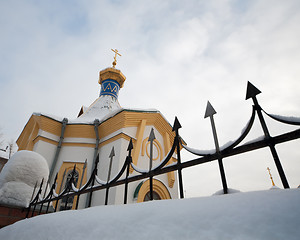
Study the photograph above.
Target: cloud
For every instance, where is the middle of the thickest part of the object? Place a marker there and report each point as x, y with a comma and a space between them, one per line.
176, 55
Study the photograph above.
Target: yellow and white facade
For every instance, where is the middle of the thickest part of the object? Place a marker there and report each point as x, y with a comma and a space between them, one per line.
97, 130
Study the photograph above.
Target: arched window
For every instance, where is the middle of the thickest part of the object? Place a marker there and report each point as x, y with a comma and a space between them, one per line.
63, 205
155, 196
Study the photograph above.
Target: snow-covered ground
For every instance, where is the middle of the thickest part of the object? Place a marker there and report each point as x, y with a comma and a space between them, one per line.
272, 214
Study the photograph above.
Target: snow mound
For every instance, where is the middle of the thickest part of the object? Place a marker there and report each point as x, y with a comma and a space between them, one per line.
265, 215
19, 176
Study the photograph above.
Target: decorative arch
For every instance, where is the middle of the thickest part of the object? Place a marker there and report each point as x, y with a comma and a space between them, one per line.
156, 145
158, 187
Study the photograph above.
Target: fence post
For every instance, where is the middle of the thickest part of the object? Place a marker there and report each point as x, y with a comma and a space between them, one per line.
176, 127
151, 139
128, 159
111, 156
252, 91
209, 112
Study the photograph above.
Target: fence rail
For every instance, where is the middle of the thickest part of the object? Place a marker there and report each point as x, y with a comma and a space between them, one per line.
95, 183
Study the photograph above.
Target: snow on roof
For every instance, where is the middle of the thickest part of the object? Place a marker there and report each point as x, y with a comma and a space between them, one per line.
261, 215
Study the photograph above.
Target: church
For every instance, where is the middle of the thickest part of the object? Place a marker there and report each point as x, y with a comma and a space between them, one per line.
-*-*-
WHAT NEEDS TO BE DONE ->
Pull every line from the listing above that contains the string "fence", treating uppercase and lowercase as different.

SOLUTION TO THIS PROBLEM ->
Target: fence post
Target: fence rail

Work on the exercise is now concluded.